[Raw entries]

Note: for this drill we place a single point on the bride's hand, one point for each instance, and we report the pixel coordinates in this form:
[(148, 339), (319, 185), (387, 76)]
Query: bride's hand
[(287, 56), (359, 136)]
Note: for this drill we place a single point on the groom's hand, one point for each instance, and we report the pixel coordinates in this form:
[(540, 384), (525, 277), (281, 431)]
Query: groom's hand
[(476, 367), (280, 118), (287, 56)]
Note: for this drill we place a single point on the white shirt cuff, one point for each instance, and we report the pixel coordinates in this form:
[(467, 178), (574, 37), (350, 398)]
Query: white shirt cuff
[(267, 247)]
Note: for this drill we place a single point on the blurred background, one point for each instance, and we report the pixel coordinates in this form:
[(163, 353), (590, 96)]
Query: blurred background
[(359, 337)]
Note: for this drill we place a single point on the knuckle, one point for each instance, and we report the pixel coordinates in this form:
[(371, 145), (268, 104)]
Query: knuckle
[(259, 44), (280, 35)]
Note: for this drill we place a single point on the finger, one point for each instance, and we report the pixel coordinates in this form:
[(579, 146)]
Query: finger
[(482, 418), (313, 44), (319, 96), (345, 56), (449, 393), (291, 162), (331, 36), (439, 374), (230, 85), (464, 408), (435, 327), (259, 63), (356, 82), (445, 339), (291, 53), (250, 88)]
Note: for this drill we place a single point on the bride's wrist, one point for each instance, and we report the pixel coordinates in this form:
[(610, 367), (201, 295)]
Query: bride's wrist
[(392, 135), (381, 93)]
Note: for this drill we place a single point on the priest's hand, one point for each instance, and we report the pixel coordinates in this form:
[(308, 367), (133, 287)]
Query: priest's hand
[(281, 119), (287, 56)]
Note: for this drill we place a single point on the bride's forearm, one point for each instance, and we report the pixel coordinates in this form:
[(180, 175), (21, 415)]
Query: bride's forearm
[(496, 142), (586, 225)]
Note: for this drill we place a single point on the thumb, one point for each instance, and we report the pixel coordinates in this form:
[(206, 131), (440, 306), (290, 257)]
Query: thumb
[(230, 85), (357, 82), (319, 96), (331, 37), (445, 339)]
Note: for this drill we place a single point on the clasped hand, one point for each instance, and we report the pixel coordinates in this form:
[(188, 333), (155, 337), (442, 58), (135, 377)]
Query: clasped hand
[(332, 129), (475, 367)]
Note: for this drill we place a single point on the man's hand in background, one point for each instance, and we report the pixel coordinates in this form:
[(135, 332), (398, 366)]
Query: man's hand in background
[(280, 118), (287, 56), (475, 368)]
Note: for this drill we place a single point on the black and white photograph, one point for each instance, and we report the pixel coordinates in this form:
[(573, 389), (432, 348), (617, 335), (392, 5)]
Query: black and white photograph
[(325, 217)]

What is asked | Starting at the line that has "the finger, one" and stopping after the line that has "53), (250, 88)]", recast those lines as a numbered list with blank lines left out.

The output |
1. Note: for this drill we place a single point on the finger, one point for each instance, and we report the pixel coordinates in this form:
2. [(579, 146)]
3. Query: finger
4. [(482, 418), (313, 44), (319, 96), (345, 56), (449, 393), (291, 162), (331, 36), (439, 374), (230, 85), (464, 408), (435, 327), (259, 63), (356, 82), (445, 339), (291, 53), (250, 88)]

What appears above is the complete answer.